LIST OF TASKS =>
1. According to the nail clipping text, what is the main reason people do not keep up with regular nail trimming?
2. Decide whether each statement agrees with the nail clipping text, answering yes or no and quoting the deciding words: (a) Greyhounds have more delicate bones than other breeds. (b) Crooning and petting a squirmy hound is the recommended way to calm it during trimming. (c) Taking the dog to a groomer is named as the best option.
3. List every condition that the nail clipping text says neglecting regular nail trimming and maintenance may lead to.

SUPPLIED TEXT =>
==========
Nail Clipping – It’s Important!

Do your hound’s nails look like this???  What is wrong with this picture?   Did you know that overgrown nails can be hazardous to your hound’s health?  Overgrown nails may cause your hound’s toes to splay.  This can adversely affect his gait, and can actually cause many other serious medical problems.  The nails force the dog to rock back on his foot and carry his rear legs much farther forward under his body.  Many times dogs get injured while running in their yards and some of those injuries can be attributed to the dog over-compensating because of overgrown nails.  Neglecting regular nail trimming and maintenance may even lead to early arthritis, crippling, and broken bones. (Remember, greyhounds have more delicate bones than other breeds of dogs.)

 The main reason people do not keep up with regular nail trimming is because they are afraid that they might hurt their dog.  People shy away from trimming with hand clippers because they can remove too much nail (causing pain and bleeding), not enough nail, or cause the nail to splinter and have rough edges. These sharp edges can scratch your skin and snag your carpeting and clothing.  But neglecting nails is even more hurtful in the long run.  Long sharp nails are more likely to get caught on things which can rip the nail from the dog’s foot.  This will result in a lot of needless pain for the dog and pain in your wallet.  Having to take a dog to a groomer often enough to keep the nails trimmed can be expensive and time consuming.  The best option would be to learn how to do the trimming and keep practicing until you feel comfortable.

 Some people cannot get their hound to be quiet and still long enough to do any nail trimming.  Here’s where patience and persistence pays off.  When we try to calm our hounds by crooning and petting, we inadvertently send the message that it’s OK to panic and be difficult.  The best way to handle squirmy and whining dog is to take charge and clip one or two nails at a time (as quickly and safely as possible) and then praise the dog for being good.  Keep this up until you can do all of the nails on one paw, then move on to the next.  You might even want to start by doing one or two nails a day and only remove the very tip of the nail.  That way you are working too quickly for the dog to react.  You can always perfect your clipping once your dog gets comfortable with being touched. Remember, if you allow your hound to control the situation, your dog will never be willing to cooperate and nail trimming time will be a job that will always be dreaded (by dog and person).
==========
STUDY MATERIAL =>

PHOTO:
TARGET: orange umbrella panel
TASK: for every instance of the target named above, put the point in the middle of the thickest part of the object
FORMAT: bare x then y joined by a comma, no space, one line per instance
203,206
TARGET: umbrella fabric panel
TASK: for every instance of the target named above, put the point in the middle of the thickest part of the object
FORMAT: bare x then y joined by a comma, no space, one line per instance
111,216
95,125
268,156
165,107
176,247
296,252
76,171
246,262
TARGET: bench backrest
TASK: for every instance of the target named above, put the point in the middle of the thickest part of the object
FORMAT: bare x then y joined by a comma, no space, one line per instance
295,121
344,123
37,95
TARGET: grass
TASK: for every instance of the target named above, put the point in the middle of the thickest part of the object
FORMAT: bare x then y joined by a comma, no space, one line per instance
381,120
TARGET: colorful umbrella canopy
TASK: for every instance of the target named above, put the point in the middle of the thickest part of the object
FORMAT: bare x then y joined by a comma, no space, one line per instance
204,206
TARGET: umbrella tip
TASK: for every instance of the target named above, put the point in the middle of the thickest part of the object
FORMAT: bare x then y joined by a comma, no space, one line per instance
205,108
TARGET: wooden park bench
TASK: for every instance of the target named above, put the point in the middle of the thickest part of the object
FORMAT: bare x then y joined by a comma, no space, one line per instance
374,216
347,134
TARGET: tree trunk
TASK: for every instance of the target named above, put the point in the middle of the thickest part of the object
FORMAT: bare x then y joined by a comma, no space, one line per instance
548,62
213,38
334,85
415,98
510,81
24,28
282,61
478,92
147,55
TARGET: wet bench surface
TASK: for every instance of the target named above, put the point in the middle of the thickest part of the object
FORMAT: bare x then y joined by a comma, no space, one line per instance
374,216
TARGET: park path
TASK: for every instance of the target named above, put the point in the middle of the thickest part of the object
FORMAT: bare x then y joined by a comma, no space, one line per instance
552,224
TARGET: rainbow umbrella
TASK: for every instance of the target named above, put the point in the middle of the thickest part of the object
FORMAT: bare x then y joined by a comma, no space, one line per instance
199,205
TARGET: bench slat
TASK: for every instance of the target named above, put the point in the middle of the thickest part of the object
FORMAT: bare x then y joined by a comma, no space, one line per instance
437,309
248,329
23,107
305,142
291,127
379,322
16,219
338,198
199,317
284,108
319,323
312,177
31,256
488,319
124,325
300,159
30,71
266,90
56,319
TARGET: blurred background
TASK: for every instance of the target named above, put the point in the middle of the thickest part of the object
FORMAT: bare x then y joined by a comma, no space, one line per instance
==========
ANSWERS BY TASK =>
1. They are afraid that they might hurt their dog.

2.
(a) Yes: "greyhounds have more delicate bones than other breeds of dogs"
(b) No: "we inadvertently send the message that it’s OK to panic and be difficult"
(c) No: "The best option would be to learn how to do the trimming and keep practicing until you feel comfortable."

3.
- Early arthritis
- Crippling
- Broken bones